● WHAT IS NEEDED:
Going from the line that contains "Would you mind indicating the church tower" to the last line of the material below, repeat every line exactly.

'''

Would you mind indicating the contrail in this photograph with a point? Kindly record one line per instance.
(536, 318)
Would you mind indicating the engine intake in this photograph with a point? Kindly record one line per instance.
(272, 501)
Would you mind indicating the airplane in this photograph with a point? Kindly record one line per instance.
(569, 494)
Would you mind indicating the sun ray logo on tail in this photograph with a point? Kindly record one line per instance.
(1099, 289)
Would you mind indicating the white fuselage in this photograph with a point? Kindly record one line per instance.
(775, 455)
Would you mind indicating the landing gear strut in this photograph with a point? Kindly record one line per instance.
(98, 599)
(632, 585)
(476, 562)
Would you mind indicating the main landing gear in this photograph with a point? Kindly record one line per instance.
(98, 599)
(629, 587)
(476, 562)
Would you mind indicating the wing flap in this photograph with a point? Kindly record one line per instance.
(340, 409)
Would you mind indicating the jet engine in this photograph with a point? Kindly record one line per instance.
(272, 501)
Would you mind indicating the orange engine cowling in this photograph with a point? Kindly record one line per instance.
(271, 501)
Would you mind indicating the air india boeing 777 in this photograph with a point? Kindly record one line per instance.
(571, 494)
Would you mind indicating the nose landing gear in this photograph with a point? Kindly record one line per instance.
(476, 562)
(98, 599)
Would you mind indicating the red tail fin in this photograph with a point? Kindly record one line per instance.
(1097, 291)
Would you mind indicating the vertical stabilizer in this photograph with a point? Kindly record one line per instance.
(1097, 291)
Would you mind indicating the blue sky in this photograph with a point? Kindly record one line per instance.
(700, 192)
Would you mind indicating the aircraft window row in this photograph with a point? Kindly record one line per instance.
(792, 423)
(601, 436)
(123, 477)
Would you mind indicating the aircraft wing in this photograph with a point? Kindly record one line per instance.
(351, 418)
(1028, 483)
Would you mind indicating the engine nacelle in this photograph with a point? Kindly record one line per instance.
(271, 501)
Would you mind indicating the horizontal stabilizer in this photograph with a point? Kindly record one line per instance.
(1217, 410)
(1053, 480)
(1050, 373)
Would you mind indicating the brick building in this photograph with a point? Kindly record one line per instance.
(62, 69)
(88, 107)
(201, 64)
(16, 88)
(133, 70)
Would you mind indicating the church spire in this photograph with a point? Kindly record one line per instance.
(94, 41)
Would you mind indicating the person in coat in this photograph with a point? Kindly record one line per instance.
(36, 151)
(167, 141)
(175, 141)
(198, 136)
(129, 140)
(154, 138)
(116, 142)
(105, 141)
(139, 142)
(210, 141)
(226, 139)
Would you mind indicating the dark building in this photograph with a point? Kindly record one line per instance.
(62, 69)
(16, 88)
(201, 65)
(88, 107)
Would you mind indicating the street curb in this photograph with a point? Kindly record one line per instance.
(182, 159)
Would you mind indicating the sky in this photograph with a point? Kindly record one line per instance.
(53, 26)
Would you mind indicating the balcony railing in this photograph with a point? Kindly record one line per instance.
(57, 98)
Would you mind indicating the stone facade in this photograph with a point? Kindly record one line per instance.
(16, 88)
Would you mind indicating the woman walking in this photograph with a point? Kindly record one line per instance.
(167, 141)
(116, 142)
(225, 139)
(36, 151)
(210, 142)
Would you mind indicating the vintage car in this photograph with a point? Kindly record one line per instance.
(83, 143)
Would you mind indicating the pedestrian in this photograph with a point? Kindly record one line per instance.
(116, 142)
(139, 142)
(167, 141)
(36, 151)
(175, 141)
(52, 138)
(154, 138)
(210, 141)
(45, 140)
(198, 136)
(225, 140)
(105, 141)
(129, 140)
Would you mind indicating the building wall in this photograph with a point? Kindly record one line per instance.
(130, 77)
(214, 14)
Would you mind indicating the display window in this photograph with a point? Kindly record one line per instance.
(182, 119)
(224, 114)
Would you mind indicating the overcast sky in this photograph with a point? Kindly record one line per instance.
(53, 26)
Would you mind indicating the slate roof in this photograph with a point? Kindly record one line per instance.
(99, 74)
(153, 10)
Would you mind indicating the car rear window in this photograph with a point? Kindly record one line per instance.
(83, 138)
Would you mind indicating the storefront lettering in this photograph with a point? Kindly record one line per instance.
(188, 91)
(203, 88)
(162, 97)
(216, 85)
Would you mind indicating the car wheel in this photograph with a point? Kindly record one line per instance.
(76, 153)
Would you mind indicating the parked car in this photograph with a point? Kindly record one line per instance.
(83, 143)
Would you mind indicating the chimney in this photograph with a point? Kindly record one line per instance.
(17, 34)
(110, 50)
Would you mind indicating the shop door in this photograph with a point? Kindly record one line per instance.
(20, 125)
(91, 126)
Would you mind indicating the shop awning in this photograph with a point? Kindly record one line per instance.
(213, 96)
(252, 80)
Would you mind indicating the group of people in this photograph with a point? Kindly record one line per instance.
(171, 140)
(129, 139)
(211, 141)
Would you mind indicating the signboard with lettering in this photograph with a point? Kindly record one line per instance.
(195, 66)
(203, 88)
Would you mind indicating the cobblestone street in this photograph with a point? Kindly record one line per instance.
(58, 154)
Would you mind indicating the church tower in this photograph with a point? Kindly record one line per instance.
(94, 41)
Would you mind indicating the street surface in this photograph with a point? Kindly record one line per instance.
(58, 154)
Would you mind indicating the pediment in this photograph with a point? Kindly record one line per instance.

'''

● FINISHED TASK:
Would you mind indicating the church tower in this photograph with a point? Kindly record one line per instance.
(94, 41)
Would you mind indicating the street surface in this photograph with a point? Kindly record one line per instance.
(58, 154)
Would you mind indicating the pediment in this photograph with a point? Kindly record one line per instance.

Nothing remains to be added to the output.